Halli Hallo Ihr großen Biker,
ein Lebenszeichen aus Hannover. Mir ist Eure neue gemeinsame Telefonnummer abhanden gekommen und ich versuche es über das Forum. Hier ist alles im Lack. Wetter unbeständig aber Stimmung gut.

Liebe Grüße
Raoul und Anne


----------



## MTB-News.de




----------



## HaJü__ (30. Juni 2007)

HaJü schrieb:


> Halli Hallo Ihr großen Biker,
> ein Lebenszeichen aus Hannover. Mir ist Eure neue gemeinsame Telefonnummer abhanden gekommen und ich versuche es über das Forum. Hier ist alles im Lack. Wetter unbeständig aber Stimmung gut.
> 
> Liebe Grüße
> Raoul und Anne


----------



## Elmar Neßler (30. Juni 2007)

hallo hitzi,

ich wünsche euch weiterhin eine gute tour, keine pannen mehr und gutes wetter! macht's beste draus!

bei uns geht's in 3 wochen los *freu*

freue mich auf fotos von eurer tour.

also, viel spass und lasst euch das bier schmecken  

ciao,
elmar


----------



## Hitzi (2. Juli 2007)

Hallo Forum,

endlich sind wir mal wieder live vor einem Rechner.

Leider haben wir auch in Iatalien technische Probleme mit einer Kive Bereichterstattung. Wir werden aber hoffentlich wieder auf einen Assistenten zurückgreifen.

Gestern sind wir über das Pitscher Joch und Pfunderer Joch mit 56 Km und viel schieben nach Weitenbach gekommen.
Zum Schluß im Regen aber wir sind guter Hoffnung auf besseres Wetter.

Uns geht es gut.......... 

Wir müssen weiter  

Schöne Grüße

Ha-Jü, Stefan und Hitzi


----------



## SchnelleKette (2. Juli 2007)

Hallo Jungs,

ihr lasst einen mit euern Live-Berichten ja ganz schön warten. Wenn das so weiter geht ist die Tour de France beendet, bevor ein Bild von euch im Internet zu sehen ist.

Oder seid Ihr abends so kaputt, dass Ihr den Computer nicht mehr bedienen könnt? Ihr esst doch hoffentlich gut und reichlich, oder?

Ich freue mich schon darauf, nächstes Jahr mit euch mitzufahren ;-) Viel Spaß noch auf den verbleibenden Etappen und alles Gute.

Viele Grüße von Schneller Kette aus dem Rheinland


----------



## Augus1328 (2. Juli 2007)

Irgendwie ist die Sache hier recht langweilig ohne Fotos u. netter Berichte


----------



## Hitzi (2. Juli 2007)

Hallo Forum,

wir sind mal wieder in unserer Unterkunft live am Rechner.

Aufgabe: Gib aus dem Textabschnitt oben den Teil wortgetreu aus, der mit „Gestern sind wir“ beginnt und mit „geht es gut..........“ endet.

Gesammelte Daten:
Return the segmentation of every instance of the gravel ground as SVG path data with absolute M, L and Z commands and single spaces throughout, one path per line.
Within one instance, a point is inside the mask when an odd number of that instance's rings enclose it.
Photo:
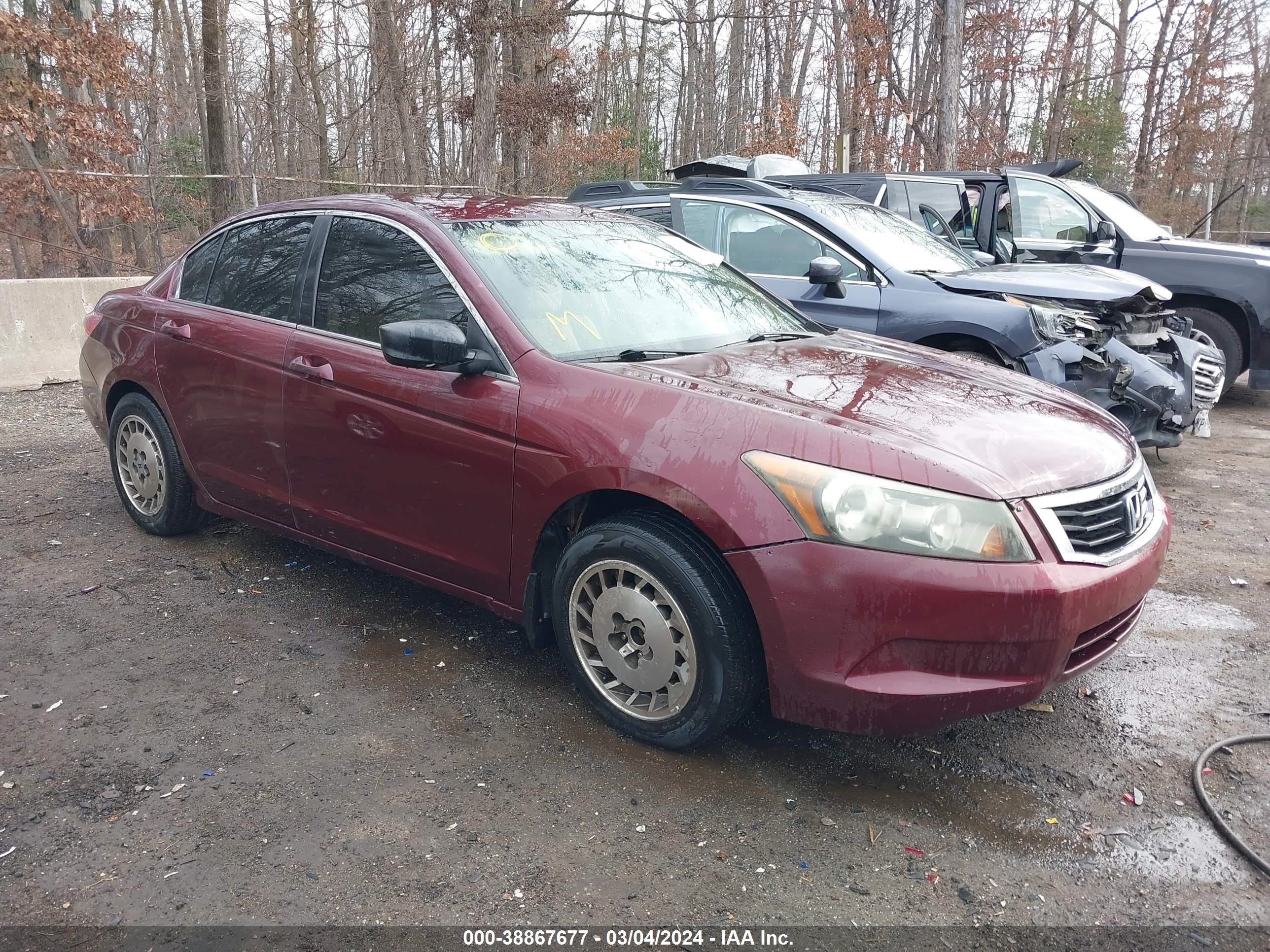
M 10 925 L 1270 924 L 1189 783 L 1270 730 L 1270 393 L 1152 456 L 1165 576 L 1052 713 L 886 740 L 756 712 L 688 754 L 478 608 L 227 520 L 145 536 L 77 399 L 0 397 Z M 1208 779 L 1270 853 L 1267 758 Z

Schriftliche Antwort:
Gestern sind wir über das Pitscher Joch und Pfunderer Joch mit 56 Km und viel schieben nach Weitenbach gekommen.
Zum Schluß im Regen aber wir sind guter Hoffnung auf besseres Wetter.

Uns geht es gut..........